| TO BE DONE |
Repeat, word for word, the lines of the data below that begin at the line containing "the man wearing sun" and stop after the line containing "column 163, row 48".

| Collection entries |
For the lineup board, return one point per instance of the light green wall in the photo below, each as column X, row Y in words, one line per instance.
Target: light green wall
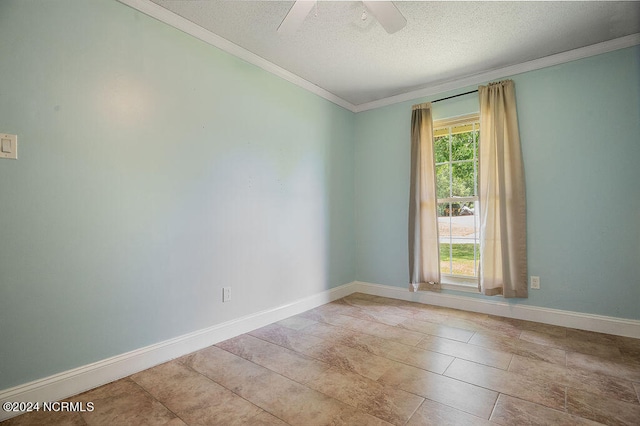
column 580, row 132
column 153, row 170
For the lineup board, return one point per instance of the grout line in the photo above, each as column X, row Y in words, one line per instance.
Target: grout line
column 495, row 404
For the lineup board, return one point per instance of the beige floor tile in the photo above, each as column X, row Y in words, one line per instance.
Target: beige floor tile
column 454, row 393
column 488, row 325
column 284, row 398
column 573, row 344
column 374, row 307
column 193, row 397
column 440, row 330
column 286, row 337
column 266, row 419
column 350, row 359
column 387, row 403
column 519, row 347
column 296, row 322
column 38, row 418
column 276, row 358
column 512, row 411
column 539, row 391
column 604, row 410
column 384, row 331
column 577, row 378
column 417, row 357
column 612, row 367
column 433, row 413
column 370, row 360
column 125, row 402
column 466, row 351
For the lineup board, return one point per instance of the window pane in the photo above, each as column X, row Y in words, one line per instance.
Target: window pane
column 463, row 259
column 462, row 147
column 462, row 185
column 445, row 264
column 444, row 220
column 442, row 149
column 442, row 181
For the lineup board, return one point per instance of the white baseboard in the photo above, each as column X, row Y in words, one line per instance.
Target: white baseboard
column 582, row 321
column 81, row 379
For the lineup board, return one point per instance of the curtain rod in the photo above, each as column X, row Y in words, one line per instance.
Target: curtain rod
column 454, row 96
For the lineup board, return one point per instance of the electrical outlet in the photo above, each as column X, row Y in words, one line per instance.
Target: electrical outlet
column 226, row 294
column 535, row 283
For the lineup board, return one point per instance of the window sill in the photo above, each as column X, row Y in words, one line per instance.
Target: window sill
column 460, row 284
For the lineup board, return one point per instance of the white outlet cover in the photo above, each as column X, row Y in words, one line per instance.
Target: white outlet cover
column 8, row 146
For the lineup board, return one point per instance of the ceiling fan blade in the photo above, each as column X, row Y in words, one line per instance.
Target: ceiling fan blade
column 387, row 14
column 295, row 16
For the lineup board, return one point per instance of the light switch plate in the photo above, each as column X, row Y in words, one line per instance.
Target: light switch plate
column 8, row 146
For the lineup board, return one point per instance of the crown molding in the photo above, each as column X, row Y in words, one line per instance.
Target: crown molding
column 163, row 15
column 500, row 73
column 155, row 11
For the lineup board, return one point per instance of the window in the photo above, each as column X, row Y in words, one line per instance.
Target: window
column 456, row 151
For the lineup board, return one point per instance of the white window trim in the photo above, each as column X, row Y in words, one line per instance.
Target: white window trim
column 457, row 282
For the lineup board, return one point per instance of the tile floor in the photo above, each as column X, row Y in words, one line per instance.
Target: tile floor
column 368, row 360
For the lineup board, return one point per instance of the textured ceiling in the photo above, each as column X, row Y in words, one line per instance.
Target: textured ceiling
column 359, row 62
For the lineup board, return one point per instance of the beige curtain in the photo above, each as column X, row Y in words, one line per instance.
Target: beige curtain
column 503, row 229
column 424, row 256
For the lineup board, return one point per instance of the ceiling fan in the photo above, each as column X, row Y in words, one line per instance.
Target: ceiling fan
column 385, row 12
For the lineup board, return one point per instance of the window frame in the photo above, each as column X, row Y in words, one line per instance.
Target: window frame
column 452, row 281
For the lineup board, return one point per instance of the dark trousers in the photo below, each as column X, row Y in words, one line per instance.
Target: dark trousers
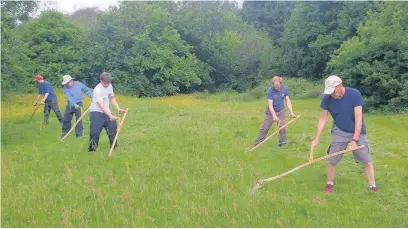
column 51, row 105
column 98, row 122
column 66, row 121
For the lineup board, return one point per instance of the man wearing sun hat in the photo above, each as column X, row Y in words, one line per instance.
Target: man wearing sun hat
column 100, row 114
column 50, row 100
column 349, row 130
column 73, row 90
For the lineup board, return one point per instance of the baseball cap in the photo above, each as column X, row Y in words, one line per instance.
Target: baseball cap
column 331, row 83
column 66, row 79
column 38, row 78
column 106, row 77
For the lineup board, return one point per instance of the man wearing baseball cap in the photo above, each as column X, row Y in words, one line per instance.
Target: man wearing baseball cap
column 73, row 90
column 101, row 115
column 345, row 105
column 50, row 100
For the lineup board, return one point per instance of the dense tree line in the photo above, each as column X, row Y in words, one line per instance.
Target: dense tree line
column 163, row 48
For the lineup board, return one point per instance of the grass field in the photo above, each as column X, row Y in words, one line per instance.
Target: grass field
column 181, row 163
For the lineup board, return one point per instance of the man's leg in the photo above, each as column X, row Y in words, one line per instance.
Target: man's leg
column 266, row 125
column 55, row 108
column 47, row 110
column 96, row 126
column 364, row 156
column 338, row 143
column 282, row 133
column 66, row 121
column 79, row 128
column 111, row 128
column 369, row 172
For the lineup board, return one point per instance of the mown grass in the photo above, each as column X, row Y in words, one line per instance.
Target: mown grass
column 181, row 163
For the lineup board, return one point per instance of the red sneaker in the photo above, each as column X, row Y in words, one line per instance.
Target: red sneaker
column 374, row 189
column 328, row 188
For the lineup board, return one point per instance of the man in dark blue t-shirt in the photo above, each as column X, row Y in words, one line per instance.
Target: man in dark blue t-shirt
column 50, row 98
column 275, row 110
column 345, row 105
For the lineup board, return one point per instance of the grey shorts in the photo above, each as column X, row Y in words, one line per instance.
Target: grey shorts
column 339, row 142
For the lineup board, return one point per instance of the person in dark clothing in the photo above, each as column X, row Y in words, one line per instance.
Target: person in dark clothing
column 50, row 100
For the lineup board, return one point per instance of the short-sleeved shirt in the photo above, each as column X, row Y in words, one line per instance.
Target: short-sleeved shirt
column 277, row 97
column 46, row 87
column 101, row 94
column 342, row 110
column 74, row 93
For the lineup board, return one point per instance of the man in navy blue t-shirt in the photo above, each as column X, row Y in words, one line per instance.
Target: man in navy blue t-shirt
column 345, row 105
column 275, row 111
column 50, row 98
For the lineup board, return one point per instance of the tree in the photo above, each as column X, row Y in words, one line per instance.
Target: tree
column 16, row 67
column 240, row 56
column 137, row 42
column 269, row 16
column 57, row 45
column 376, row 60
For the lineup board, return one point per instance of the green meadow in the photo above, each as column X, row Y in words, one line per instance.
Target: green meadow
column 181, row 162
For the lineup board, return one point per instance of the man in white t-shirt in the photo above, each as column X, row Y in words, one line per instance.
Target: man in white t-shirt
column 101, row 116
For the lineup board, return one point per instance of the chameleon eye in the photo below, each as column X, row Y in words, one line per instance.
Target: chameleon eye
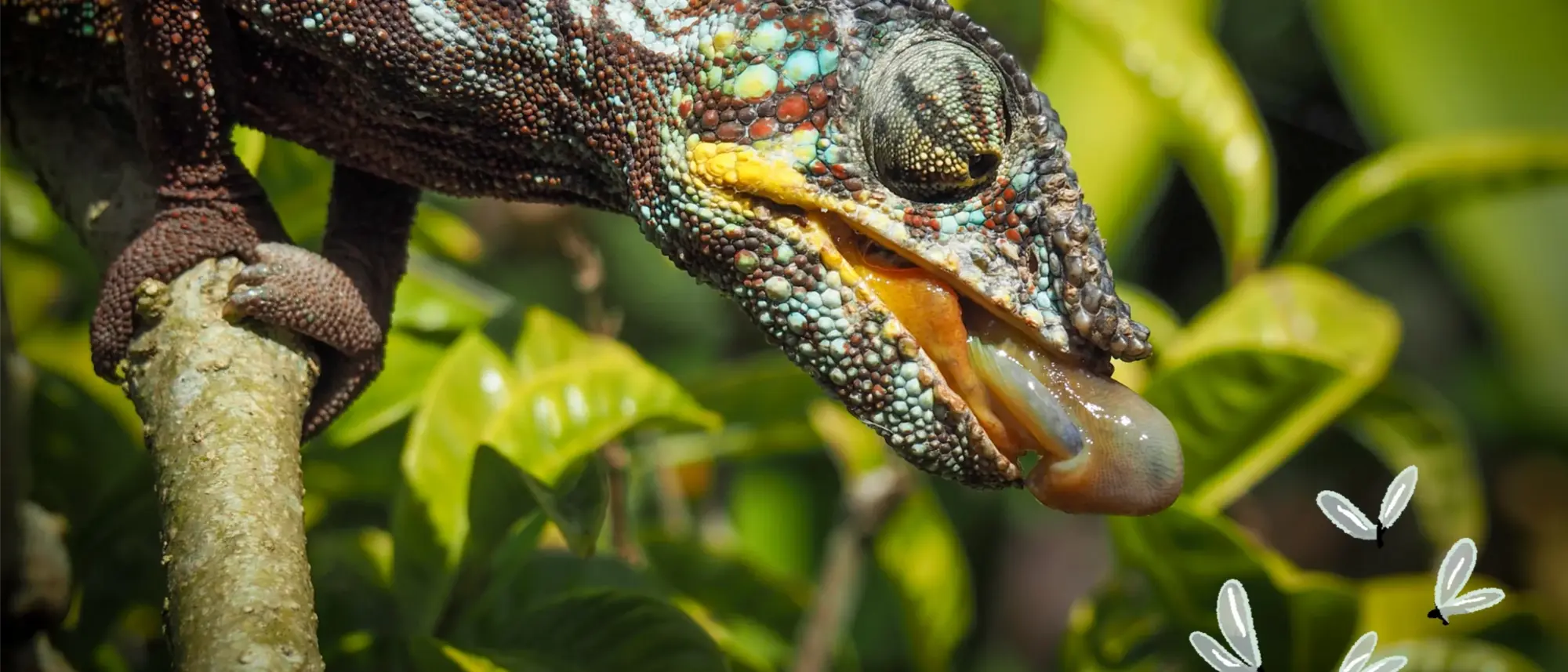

| ANSWER TO THIS TASK |
For the lineup board, return one point per instance of the man wearing sun hat in the photo above, each as column X, row Y in words, one line per instance.
Target: man wearing sun hat
column 100, row 114
column 50, row 100
column 349, row 130
column 73, row 90
For the lineup board, return one point per instance of the baseball cap in the photo above, each as column X, row Y in words, one line per instance.
Target: baseball cap
column 331, row 83
column 66, row 79
column 38, row 78
column 106, row 77
For the lineup board, return one point per instance of the man wearing baseball cap in the photo above, each as column X, row Y in words, one line per instance.
Target: man wearing baseball cap
column 73, row 90
column 101, row 115
column 345, row 105
column 50, row 100
For the lineup board, return one point per instance of the dense tree line in the photo above, each as column X, row Y in words, one line per instance.
Target: dense tree line
column 163, row 48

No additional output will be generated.